Задания к упражнению -
1. Определите, согласуются ли с текстом о Михаиле Чехове утверждения (a), (b) и (c). Ответьте «да» или «нет» и точно процитируйте решающие слова текста. (a) После последнего закрытия занавеса зрители бурно аплодировали. (b) Роль Тарелкина исполнял А. М. Азарин. (c) Книга «Путь актера» вышла в конце 1928 года.
2. Воспроизведите записи от строки со словами «green field edge.» до самого конца записей, включая обе границы. Изображения в ответ не включайте.

··· Исходный текст

Михаил Громов - Михаил Чехов
Последний аккорд этой страшной сцены — знаменитый монолог Тарелкина. Даже он, несмотря на свою дубленую кожу, обезумел от жесточайшей расправы Варравина с Муромским. В устах талантливого исполнителя роли Тарелкина А. М. Азарина конец монолога звучал с большой силой и был завершением последней картины этого трагического спектакля:
— Взял бы тебя, постылый свет, запалил бы с одного конца на другой да, надевши мой мундиришко, прошелся бы по твоему пепелищу. Вот, мол, тебе, чертов сын!
Когда закрывался в последний раз занавес, зрители почти не аплодировали. Сначала это несколько смущало нас — мы чувствовали, что спектакль волнующий и острый, поэтому отсутствие аплодисментов вызывало у нас недоумение. Однако первые же беседы со зрителями все объяснили. Впечатление от всего спектакля, и особенно от Муромского — Чехова, было настолько сильным, что большинство зрителей не могло аплодировать, как обычно: им хотелось унести с собой навсегда всю глубину мыслей и чувств, которые они получили из спектакля и больше всего из последней сцены, сцены смерти Муромского. Люди самого разного душевного склада уходили из театра, унося огромное впечатление от спектакля. Демьян Бедный посвятил ему четверостишие:
ВОТ ЭТО ДЕЛО!
(К постановке в МХАТ 2-м пьесы Сухово-Кобылина «Дело»)
Вчера на «Дело» я попал в МХАТ Второй,
Где, зачарованный чудеснейшей игрой,
Поддакивал тому, что в публике гудело:
— «Вот это — дело!»
И вот маленькая записочка на клочке бумаги — так пишут поспешно, не в силах удержаться, тотчас после конца спектакля:
«Дорогой Михаил Александрович, вы чудесны в роли Муромского. Поздравляю вас с новой победой. И спектакль в целом — превосходный спектакль.
7-II 1927.
Привет. В. Мейерхольд»
Сезоном 1927/28 года заканчивается московский период творческой жизни Чехова.
Большой успех книги «Путь актера», вышедшей в начале 1928 года; первые репетиции «Дон-Кихота» в феврале — марте этого же года — все создавало впечатление активной творческой деятельности Михаила Александровича. Товарищи по театру, провожая его в летний отпуск, не знали, что в последний раз обмениваются с ним рукопожатием. Не знал и он... Так началась трагическая разлука актера с родной страной и зрителей — с любимым актером.
БЕЗ РОДИНЫ
Чехов оставил родину летом 1928 года.

······
··· Предоставленные записи

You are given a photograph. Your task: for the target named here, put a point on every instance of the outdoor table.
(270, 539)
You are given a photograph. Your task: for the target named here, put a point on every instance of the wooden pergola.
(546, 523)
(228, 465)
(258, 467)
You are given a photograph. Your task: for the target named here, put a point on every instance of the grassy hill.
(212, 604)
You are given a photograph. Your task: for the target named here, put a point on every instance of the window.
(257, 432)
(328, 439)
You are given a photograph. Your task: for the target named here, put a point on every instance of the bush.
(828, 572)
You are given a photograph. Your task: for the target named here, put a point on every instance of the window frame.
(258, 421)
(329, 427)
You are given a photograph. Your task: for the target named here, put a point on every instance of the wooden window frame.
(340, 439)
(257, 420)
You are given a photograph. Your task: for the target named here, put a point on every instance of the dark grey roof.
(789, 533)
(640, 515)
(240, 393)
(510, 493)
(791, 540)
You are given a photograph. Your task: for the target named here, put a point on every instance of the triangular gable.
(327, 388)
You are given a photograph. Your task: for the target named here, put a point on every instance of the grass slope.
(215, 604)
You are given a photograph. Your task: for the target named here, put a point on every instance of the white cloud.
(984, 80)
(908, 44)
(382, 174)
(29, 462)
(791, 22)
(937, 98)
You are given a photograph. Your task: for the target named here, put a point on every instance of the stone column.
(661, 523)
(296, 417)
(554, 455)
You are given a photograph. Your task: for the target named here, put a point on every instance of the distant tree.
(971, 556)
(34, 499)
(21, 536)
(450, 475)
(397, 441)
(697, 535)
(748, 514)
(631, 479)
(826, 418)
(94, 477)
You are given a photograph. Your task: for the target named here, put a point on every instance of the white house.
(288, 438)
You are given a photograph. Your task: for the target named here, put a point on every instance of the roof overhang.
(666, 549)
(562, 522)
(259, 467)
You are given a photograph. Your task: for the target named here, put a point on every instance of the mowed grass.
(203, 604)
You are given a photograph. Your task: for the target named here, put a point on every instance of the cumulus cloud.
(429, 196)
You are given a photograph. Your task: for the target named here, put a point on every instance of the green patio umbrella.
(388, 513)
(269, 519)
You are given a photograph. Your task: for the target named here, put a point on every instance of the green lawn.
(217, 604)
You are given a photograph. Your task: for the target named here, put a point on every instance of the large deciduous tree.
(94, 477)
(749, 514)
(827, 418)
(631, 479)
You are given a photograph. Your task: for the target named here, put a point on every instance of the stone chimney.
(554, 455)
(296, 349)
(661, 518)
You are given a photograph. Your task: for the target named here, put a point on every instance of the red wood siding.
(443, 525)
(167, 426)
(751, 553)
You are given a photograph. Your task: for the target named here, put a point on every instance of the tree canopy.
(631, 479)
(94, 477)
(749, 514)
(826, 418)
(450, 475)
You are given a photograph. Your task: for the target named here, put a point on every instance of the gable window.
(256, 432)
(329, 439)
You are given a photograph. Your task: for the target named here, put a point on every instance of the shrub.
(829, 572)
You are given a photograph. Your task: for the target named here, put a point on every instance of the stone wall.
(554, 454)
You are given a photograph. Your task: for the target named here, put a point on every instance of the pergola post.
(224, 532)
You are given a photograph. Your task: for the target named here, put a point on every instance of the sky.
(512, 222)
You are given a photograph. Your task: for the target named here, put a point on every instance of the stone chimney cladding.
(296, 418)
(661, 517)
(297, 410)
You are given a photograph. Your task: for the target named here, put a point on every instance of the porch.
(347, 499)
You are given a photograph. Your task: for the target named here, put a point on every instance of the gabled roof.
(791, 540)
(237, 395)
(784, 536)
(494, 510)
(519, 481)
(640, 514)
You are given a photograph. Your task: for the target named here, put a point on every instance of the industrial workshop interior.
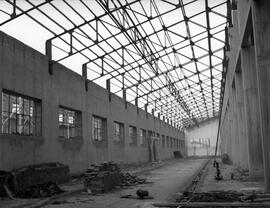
(134, 103)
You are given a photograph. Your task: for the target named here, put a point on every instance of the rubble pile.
(42, 190)
(33, 181)
(219, 196)
(240, 174)
(107, 176)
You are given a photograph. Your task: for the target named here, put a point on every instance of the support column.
(235, 136)
(251, 106)
(261, 26)
(243, 142)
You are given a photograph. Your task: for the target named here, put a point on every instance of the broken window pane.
(20, 114)
(69, 123)
(98, 128)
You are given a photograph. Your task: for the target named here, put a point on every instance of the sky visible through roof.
(164, 53)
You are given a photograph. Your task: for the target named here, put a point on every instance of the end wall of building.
(25, 71)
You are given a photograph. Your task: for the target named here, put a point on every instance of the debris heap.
(107, 176)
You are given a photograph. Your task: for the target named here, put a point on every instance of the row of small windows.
(22, 115)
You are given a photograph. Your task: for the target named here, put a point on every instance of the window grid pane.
(17, 114)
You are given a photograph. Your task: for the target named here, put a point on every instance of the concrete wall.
(244, 130)
(205, 130)
(25, 71)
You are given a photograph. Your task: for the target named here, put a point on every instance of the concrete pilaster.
(261, 26)
(235, 138)
(251, 106)
(243, 142)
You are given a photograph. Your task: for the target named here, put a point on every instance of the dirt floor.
(165, 182)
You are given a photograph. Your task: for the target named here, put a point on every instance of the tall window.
(118, 132)
(142, 140)
(69, 123)
(168, 141)
(132, 134)
(163, 141)
(20, 114)
(98, 128)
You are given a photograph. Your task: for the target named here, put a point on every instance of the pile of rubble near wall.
(34, 181)
(107, 176)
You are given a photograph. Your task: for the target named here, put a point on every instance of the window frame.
(77, 122)
(36, 116)
(102, 129)
(121, 136)
(133, 137)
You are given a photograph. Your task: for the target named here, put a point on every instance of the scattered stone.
(108, 176)
(142, 193)
(41, 190)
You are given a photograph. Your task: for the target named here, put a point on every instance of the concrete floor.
(208, 183)
(166, 181)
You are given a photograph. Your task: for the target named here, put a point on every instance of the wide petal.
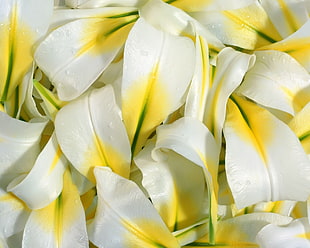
(277, 81)
(94, 136)
(19, 30)
(44, 182)
(180, 193)
(263, 156)
(19, 146)
(125, 217)
(74, 55)
(61, 224)
(296, 234)
(157, 70)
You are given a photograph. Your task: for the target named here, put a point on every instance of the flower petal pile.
(154, 123)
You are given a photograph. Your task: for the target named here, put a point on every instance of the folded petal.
(74, 55)
(19, 30)
(157, 70)
(94, 136)
(179, 194)
(44, 182)
(264, 159)
(61, 224)
(125, 217)
(277, 81)
(296, 234)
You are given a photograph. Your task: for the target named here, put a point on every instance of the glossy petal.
(90, 43)
(44, 182)
(19, 146)
(296, 234)
(230, 70)
(90, 136)
(61, 224)
(180, 193)
(13, 214)
(277, 81)
(286, 15)
(263, 156)
(248, 27)
(125, 217)
(19, 30)
(157, 70)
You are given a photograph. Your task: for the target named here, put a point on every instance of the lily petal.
(61, 224)
(125, 217)
(277, 81)
(46, 175)
(180, 193)
(19, 30)
(157, 71)
(296, 234)
(90, 136)
(90, 43)
(278, 169)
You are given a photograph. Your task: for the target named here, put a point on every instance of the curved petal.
(180, 193)
(278, 169)
(19, 30)
(157, 71)
(230, 70)
(13, 214)
(74, 55)
(125, 217)
(90, 136)
(296, 234)
(44, 182)
(19, 142)
(61, 224)
(277, 81)
(286, 15)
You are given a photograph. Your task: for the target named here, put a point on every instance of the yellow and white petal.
(13, 214)
(277, 81)
(74, 55)
(179, 194)
(297, 45)
(300, 125)
(61, 224)
(44, 182)
(19, 30)
(248, 27)
(241, 231)
(125, 217)
(92, 136)
(230, 70)
(264, 159)
(158, 68)
(286, 15)
(19, 142)
(296, 234)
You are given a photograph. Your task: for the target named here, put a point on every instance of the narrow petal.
(125, 217)
(230, 70)
(180, 193)
(279, 168)
(90, 43)
(296, 234)
(61, 224)
(19, 142)
(277, 81)
(13, 214)
(44, 182)
(19, 30)
(157, 70)
(90, 136)
(248, 27)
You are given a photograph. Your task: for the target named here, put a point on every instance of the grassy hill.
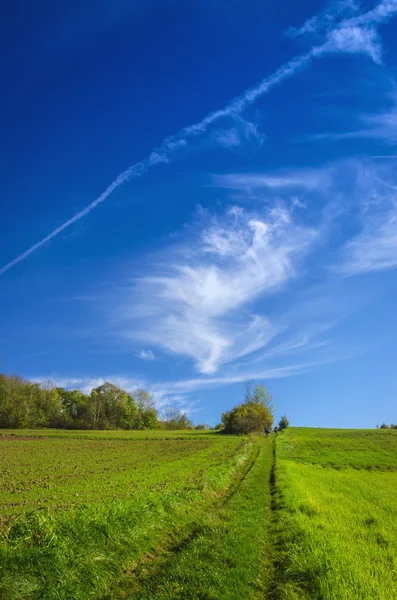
(142, 515)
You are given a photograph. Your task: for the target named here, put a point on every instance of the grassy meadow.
(336, 505)
(198, 515)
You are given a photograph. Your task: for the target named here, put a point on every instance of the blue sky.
(198, 193)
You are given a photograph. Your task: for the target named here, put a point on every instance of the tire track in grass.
(225, 555)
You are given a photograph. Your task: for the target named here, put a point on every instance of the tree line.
(29, 405)
(25, 404)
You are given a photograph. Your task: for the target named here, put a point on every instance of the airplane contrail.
(381, 13)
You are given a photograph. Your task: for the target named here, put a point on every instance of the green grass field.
(336, 500)
(198, 515)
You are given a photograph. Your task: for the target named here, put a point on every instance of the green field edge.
(77, 554)
(225, 554)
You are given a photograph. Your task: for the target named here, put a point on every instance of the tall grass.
(77, 554)
(336, 526)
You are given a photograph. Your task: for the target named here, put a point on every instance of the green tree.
(253, 415)
(283, 423)
(146, 416)
(176, 419)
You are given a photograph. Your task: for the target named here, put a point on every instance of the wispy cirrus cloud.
(380, 126)
(302, 179)
(357, 34)
(197, 302)
(146, 355)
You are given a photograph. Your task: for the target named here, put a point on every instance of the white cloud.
(381, 125)
(375, 249)
(355, 40)
(197, 303)
(302, 179)
(351, 35)
(146, 355)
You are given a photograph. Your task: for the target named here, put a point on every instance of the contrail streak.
(382, 12)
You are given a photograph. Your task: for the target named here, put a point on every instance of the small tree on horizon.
(283, 423)
(253, 415)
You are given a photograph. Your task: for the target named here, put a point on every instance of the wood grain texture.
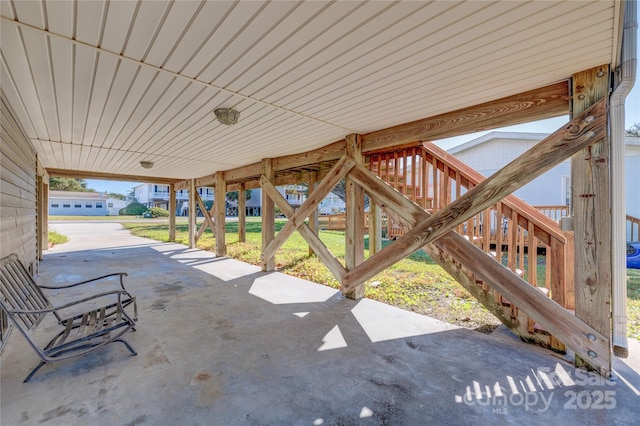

······

Список ответов -
1.
(a) Нет: «Когда закрывался в последний раз занавес, зрители почти не аплодировали.»
(b) Да: «В устах талантливого исполнителя роли Тарелкина А. М. Азарина»
(c) Нет: «Большой успех книги «Путь актера», вышедшей в начале 1928 года»

2.
You are given a photograph. Your task: for the target named here, put a point on every instance of the green field edge.
(77, 554)
(225, 554)
You are given a photograph. Your task: for the target named here, put a point on every instance of the tall grass.
(77, 554)
(336, 526)
You are given a photograph. Your task: for the target named here, put a point on every instance of the green tree.
(253, 415)
(283, 423)
(146, 416)
(176, 419)
You are given a photograph. Your task: for the target named here, put a point on every instance of the wispy cirrus cloud.
(380, 126)
(302, 179)
(357, 34)
(197, 302)
(146, 355)
You are given a photograph. Your task: for the target named here, put a point on every instance of the white cloud.
(381, 125)
(375, 249)
(355, 40)
(197, 303)
(302, 179)
(351, 35)
(146, 355)
You are given a photograph. Your task: for the target named here, put a point on every instance of the contrail streak.
(382, 12)
You are given a photograph. Your task: for the target named here, put a point on every instance of the small tree on horizon.
(283, 423)
(253, 415)
You are given a photograph. Your task: for the target named here, put a point on every instance of the wood grain texture.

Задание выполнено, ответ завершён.